[Entries for pointing and labeling]
····················

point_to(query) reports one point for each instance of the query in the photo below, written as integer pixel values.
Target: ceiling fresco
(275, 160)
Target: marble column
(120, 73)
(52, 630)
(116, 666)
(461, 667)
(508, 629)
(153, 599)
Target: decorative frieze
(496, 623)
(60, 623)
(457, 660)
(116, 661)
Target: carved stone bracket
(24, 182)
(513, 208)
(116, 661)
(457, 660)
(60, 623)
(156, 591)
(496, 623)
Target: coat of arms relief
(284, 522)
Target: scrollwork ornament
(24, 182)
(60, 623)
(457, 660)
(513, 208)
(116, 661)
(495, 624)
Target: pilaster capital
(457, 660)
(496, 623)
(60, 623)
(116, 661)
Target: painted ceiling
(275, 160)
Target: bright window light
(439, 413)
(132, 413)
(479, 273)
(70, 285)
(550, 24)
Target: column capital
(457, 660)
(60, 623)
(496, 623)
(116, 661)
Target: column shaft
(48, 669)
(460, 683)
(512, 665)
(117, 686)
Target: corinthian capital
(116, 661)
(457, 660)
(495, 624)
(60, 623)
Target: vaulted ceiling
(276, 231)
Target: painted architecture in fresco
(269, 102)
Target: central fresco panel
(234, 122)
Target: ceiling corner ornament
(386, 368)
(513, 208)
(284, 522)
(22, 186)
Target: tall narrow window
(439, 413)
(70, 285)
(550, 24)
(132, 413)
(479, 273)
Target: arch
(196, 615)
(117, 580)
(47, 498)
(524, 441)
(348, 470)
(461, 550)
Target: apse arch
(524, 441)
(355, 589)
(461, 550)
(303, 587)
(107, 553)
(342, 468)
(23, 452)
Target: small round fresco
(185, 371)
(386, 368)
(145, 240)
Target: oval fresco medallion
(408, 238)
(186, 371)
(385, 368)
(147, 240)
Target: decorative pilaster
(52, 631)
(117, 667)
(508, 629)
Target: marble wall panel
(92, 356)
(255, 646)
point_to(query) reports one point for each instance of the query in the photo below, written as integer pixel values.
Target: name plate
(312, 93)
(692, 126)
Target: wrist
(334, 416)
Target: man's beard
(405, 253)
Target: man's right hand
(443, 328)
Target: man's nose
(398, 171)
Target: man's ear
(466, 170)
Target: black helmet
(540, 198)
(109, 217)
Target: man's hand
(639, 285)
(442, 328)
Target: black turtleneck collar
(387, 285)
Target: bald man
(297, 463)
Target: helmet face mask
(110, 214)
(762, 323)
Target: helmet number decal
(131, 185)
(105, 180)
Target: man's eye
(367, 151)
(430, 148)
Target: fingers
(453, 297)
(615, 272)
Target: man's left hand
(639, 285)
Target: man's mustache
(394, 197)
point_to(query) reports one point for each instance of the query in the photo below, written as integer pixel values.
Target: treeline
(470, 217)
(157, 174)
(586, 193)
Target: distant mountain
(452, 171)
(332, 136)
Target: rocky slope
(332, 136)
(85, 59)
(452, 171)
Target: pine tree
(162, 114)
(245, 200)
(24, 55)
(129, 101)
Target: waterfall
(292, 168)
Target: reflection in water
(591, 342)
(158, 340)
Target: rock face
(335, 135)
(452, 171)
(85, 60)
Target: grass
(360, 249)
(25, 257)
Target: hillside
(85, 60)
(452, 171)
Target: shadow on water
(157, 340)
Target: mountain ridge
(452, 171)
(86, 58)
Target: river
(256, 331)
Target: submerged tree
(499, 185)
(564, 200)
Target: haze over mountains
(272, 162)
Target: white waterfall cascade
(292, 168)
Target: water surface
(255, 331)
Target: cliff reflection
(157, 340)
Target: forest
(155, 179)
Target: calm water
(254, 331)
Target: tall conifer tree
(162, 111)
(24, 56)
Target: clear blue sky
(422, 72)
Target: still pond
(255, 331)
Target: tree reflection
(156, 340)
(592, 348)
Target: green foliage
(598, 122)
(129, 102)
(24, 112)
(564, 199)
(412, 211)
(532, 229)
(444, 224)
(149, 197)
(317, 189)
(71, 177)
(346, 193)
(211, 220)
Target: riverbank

····················

● **PROMPT**:
Could you give the whole listing above as a numbered list, with the blank lines left out?

● **CORRECT OUTPUT**:
1. point_to(query) reports one point for each instance of the query in the photo below, written as integer pixel values.
2. Target: ceiling fresco
3. (275, 160)
4. Target: marble column
5. (120, 73)
6. (52, 630)
7. (116, 666)
8. (461, 667)
9. (508, 629)
10. (153, 599)
11. Target: decorative frieze
12. (496, 623)
13. (60, 623)
14. (457, 660)
15. (116, 661)
16. Target: carved stone bracket
17. (24, 182)
18. (513, 208)
19. (116, 661)
20. (457, 660)
21. (60, 623)
22. (156, 591)
23. (496, 623)
24. Target: coat of arms relief
25. (284, 522)
26. Target: scrollwork ornament
27. (24, 182)
28. (60, 623)
29. (457, 660)
30. (513, 208)
31. (116, 661)
32. (495, 624)
33. Target: pilaster capital
34. (457, 660)
35. (496, 623)
36. (60, 623)
37. (116, 661)
38. Target: painted ceiling
39. (275, 160)
40. Target: bright window light
41. (439, 413)
42. (132, 413)
43. (479, 273)
44. (70, 285)
45. (550, 24)
46. Target: column capital
47. (457, 660)
48. (60, 623)
49. (496, 623)
50. (116, 661)
51. Target: column shaft
52. (48, 669)
53. (460, 683)
54. (512, 665)
55. (117, 686)
56. Target: corinthian capital
57. (116, 661)
58. (457, 660)
59. (495, 624)
60. (60, 623)
61. Target: vaulted ceiling
62. (276, 231)
63. Target: painted architecture in fresco
64. (269, 102)
65. Target: central fresco panel
66. (234, 122)
67. Target: ceiling corner ornament
68. (386, 368)
69. (513, 208)
70. (284, 522)
71. (22, 186)
72. Target: tall narrow window
73. (439, 413)
74. (70, 285)
75. (550, 24)
76. (132, 413)
77. (479, 273)
78. Target: arch
79. (196, 615)
80. (117, 580)
81. (47, 498)
82. (524, 441)
83. (348, 470)
84. (461, 550)
85. Target: apse arch
86. (524, 441)
87. (355, 589)
88. (461, 550)
89. (303, 587)
90. (107, 553)
91. (342, 468)
92. (23, 452)
93. Target: small round fresco
94. (185, 371)
95. (386, 368)
96. (145, 240)
97. Target: oval fresco medallion
98. (408, 238)
99. (186, 371)
100. (385, 368)
101. (147, 240)
102. Target: decorative pilaster
103. (52, 631)
104. (117, 667)
105. (508, 629)
106. Target: marble wall panel
107. (92, 356)
108. (255, 646)
109. point_to(query) reports one point for each instance of the query in the photo below, written as integer pixel values.
110. Target: name plate
111. (312, 93)
112. (692, 126)
113. Target: wrist
114. (334, 416)
115. Target: man's beard
116. (405, 253)
117. Target: man's right hand
118. (443, 328)
119. Target: man's nose
120. (398, 171)
121. Target: man's ear
122. (466, 170)
123. Target: black helmet
124. (540, 198)
125. (109, 217)
126. Target: man's hand
127. (639, 285)
128. (442, 328)
129. Target: black turtleneck collar
130. (387, 285)
131. Target: bald man
132. (297, 463)
133. Target: helmet face mask
134. (110, 214)
135. (762, 323)
136. Target: helmet number decal
137. (131, 185)
138. (105, 180)
139. Target: man's eye
140. (367, 151)
141. (430, 148)
142. Target: fingers
143. (453, 297)
144. (615, 272)
145. Target: man's left hand
146. (639, 285)
147. Target: man's mustache
148. (394, 197)
149. point_to(query) reports one point for each instance of the query in the photo below, written as integer pixel values.
150. Target: treeline
151. (470, 217)
152. (157, 174)
153. (586, 193)
154. Target: distant mountain
155. (452, 171)
156. (332, 136)
157. Target: rocky slope
158. (332, 136)
159. (85, 59)
160. (452, 171)
161. Target: pine tree
162. (162, 114)
163. (245, 200)
164. (24, 55)
165. (129, 101)
166. Target: waterfall
167. (292, 168)
168. Target: reflection in water
169. (591, 342)
170. (158, 340)
171. Target: rock face
172. (335, 135)
173. (452, 171)
174. (85, 60)
175. Target: grass
176. (360, 249)
177. (25, 257)
178. Target: hillside
179. (85, 60)
180. (452, 171)
181. Target: shadow on water
182. (157, 340)
183. Target: mountain ridge
184. (452, 171)
185. (86, 58)
186. Target: river
187. (256, 331)
188. Target: submerged tree
189. (499, 185)
190. (564, 200)
191. Target: haze over mountains
192. (272, 162)
193. Target: white waterfall cascade
194. (292, 168)
195. Target: water surface
196. (255, 331)
197. Target: cliff reflection
198. (157, 340)
199. Target: forest
200. (155, 179)
201. Target: calm water
202. (254, 331)
203. Target: tall conifer tree
204. (162, 111)
205. (24, 56)
206. Target: clear blue sky
207. (422, 72)
208. Target: still pond
209. (255, 331)
210. Target: tree reflection
211. (156, 340)
212. (592, 348)
213. Target: green foliage
214. (598, 122)
215. (129, 102)
216. (24, 112)
217. (564, 199)
218. (412, 211)
219. (532, 229)
220. (444, 224)
221. (149, 197)
222. (317, 189)
223. (71, 177)
224. (346, 193)
225. (211, 220)
226. Target: riverbank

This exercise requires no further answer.